*Excerpt provided*.
• • • • •
A two month “Freedom Bus” tour of the United States on behalf of Soviet Jewry will begin in Seattle Oct. 13. According to the American Zionist Youth Conference and the American Jewish Conference on Soviet Jewry, co-sponsors of the tour, the bus will visit 33 cities and arrive in Washington, D.C. Dec. 13. Two young Soviet Jewish activists now living in Israel; Ilia Wolk, 27, and Tsipora Wolf, 25, will accompany the bus, joined by three American Jewish student leaders. They will organize mass rallies, motorcades, campus teach-ins and other activities in support of the rights of Soviet Jews, the sponsors said.
According to Mrs. Shirley Kalb, acting chairman of the AZYC board of trustees, one of the major objectives of the tour will be to “collect a half million signatures to a ‘Let My People Go’ manifesto urging Soviet authorities to allow Jews who want to emigrate to Israel to do so.” The manifesto will be presented to officials in Washington at the end of the tour. Both Wolk and Miss Wolf represent, by their personal experiences, the struggle of Soviet Jews. Wolk’s family sought for 14 years to emigrate to Israel before finally being granted permission. The young man, who was born in Burnsk, Tataria, was denied admission to the University of Minsk to study medicine and studied chemistry instead. He is presently a student at the Hebrew University in Jerusalem.
• • • • •
*Given records*.
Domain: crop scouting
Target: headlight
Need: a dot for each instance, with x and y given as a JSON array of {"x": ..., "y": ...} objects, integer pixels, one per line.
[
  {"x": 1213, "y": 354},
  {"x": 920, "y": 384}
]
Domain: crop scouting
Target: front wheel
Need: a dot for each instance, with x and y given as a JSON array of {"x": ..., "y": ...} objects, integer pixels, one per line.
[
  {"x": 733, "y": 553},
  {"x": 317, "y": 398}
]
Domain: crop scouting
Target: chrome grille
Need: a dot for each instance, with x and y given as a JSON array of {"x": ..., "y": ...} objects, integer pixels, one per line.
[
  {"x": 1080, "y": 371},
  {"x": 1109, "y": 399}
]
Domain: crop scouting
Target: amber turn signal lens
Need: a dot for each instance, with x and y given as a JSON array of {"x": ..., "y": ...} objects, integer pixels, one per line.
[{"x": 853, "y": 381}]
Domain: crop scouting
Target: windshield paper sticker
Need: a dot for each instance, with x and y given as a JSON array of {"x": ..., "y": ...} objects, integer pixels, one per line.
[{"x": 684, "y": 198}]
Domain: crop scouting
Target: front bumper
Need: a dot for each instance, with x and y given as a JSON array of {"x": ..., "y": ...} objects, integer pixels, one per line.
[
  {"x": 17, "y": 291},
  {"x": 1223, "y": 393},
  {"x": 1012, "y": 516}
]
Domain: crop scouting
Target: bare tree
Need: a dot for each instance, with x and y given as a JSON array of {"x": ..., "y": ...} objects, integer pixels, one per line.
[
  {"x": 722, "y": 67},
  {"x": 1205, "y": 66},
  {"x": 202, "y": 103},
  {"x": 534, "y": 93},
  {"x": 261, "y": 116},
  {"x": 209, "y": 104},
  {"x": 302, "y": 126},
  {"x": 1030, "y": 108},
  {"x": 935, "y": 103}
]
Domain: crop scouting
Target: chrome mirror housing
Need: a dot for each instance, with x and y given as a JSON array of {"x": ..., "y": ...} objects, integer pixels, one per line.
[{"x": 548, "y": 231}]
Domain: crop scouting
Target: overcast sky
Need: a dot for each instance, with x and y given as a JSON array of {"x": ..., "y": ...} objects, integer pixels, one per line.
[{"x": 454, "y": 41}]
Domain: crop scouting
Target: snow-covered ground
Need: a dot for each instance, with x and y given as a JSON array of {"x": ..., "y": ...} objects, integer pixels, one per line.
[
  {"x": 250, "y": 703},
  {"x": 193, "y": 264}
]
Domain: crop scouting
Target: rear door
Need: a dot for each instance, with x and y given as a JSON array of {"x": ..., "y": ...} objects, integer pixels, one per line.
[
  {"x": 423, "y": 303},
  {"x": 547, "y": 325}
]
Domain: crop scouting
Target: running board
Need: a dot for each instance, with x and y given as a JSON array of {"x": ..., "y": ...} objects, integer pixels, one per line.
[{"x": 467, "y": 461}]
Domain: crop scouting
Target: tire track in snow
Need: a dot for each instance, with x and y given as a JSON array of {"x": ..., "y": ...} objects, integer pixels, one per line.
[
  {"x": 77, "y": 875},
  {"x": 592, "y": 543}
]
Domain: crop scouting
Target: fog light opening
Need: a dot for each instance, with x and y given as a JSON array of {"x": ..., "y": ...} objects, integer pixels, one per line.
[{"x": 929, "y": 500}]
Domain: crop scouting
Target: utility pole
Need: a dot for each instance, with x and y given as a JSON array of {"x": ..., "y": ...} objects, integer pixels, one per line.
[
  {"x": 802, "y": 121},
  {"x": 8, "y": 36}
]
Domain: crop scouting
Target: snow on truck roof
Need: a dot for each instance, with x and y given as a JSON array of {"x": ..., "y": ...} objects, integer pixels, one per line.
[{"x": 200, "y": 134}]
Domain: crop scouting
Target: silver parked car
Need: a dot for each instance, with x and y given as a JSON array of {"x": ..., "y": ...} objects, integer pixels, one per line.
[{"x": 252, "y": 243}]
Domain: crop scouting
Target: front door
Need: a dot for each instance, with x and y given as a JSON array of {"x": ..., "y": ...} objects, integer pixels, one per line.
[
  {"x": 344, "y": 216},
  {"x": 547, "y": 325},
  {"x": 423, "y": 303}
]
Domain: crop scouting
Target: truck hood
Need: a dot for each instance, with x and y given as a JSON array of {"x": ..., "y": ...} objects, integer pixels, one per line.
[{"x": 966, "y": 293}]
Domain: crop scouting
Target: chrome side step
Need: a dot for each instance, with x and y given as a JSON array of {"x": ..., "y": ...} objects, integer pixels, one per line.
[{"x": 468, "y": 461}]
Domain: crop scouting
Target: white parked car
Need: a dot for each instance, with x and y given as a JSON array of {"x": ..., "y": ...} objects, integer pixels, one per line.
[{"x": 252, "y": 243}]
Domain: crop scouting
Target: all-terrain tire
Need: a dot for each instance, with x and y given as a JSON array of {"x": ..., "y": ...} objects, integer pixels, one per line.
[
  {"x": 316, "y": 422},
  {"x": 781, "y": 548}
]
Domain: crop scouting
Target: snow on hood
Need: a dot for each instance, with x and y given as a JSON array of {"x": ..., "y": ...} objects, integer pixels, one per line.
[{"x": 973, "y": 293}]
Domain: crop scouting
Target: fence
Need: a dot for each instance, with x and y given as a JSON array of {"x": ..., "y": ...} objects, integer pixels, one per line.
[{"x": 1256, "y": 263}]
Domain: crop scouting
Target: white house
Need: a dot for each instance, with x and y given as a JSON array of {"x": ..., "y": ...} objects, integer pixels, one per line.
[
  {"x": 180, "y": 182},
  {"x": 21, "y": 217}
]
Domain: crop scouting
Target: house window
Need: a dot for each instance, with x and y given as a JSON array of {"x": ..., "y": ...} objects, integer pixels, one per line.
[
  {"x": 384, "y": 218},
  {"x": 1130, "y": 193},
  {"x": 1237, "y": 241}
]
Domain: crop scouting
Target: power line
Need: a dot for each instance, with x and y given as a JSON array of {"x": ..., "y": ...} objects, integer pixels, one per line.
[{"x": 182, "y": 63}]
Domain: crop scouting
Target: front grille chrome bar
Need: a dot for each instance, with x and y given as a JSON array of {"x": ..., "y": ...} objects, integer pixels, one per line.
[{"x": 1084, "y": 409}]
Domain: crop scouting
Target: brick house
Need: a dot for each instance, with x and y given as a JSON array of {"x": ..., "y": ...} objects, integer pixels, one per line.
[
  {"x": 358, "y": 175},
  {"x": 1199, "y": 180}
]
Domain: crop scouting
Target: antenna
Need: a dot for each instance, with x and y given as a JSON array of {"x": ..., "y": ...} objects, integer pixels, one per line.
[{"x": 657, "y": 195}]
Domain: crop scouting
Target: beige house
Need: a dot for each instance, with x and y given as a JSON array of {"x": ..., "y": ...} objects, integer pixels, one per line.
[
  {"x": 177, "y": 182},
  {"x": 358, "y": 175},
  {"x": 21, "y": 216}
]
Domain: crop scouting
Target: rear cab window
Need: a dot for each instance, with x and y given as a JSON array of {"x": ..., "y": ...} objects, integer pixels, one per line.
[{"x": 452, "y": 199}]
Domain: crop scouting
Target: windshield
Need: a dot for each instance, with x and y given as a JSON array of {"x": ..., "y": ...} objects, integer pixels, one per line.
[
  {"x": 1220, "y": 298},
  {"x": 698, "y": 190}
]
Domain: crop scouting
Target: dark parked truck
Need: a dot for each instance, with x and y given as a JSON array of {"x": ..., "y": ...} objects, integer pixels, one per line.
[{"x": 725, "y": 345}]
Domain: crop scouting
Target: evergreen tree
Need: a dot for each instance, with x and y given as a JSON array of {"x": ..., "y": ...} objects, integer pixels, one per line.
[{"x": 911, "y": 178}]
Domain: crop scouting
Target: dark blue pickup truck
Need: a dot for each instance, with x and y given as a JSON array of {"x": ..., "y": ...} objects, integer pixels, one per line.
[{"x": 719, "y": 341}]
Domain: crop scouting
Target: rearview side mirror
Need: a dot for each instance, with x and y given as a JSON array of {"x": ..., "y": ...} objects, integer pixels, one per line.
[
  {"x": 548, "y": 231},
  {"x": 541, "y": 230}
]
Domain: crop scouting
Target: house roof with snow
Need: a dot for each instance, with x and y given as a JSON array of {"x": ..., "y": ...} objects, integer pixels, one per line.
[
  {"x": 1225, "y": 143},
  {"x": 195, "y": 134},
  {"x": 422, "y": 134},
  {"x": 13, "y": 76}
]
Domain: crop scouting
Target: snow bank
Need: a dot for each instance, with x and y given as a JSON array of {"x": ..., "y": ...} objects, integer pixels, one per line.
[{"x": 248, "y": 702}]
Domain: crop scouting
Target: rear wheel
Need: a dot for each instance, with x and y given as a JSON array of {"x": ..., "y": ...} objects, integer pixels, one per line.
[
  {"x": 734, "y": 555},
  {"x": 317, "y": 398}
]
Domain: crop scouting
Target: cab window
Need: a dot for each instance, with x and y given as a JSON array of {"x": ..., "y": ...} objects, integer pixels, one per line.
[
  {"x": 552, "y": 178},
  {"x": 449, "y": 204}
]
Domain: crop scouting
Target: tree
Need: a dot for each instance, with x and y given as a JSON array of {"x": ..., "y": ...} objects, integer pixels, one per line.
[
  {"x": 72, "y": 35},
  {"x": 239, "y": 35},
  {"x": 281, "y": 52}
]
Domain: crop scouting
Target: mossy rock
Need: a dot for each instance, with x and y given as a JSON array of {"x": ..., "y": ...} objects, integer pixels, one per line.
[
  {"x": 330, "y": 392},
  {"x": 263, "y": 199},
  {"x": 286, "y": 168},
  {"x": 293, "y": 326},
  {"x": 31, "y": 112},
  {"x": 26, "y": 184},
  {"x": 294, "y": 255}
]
• • • • •
*Required tasks*.
[1] Rewrite the paragraph of the Freedom Bus article that begins "A two month “Freedom Bus” tour" as a short list, keeping its main facts.
[2] Pick up the article on the Freedom Bus tour for Soviet Jewry after its final sentence and continue it.

*Results of the exercise*.
[1]
- A two-month "Freedom Bus" tour of the United States on behalf of Soviet Jewry begins in Seattle on Oct. 13.
- The American Zionist Youth Conference and the American Jewish Conference on Soviet Jewry co-sponsor it.
- The bus will visit 33 cities and reach Washington, D.C., on Dec. 13.
- Two young Soviet Jewish activists now living in Israel, Ilia Wolk, 27, and Tsipora Wolf, 25, will ride along with three American Jewish student leaders.
- They will organize mass rallies, motorcades, campus teach-ins and other activities supporting the rights of Soviet Jews.

[2]
Miss Wolf was born in Legnispza, Poland, but moved with her family to Perm in the USSR in 1959. She was active in the Zionist movement, taught Hebrew surreptitiously in Leningrad, Moscow and Kishinev. Her family received permission to emigrate after ten years of fruitless applications. The American youngsters accompanying them are David Twersky, 21, co-editor of the Jewish Students News Service; Jay Blum, 22, a leader of the Jewish Students Union of Philadelphia and Mona Goldman, 22, a member of the Speakers Bureau on Soviet Jewry of the Philadelphia Jewish Community Relations Council. The “Freedom Bus” will carry about 500,000 pieces of literature, slides, films, records and other audio-visual equipment and an exhibit on Soviet Jewry produced by the Anti-Defamation League of B’nai B’rith.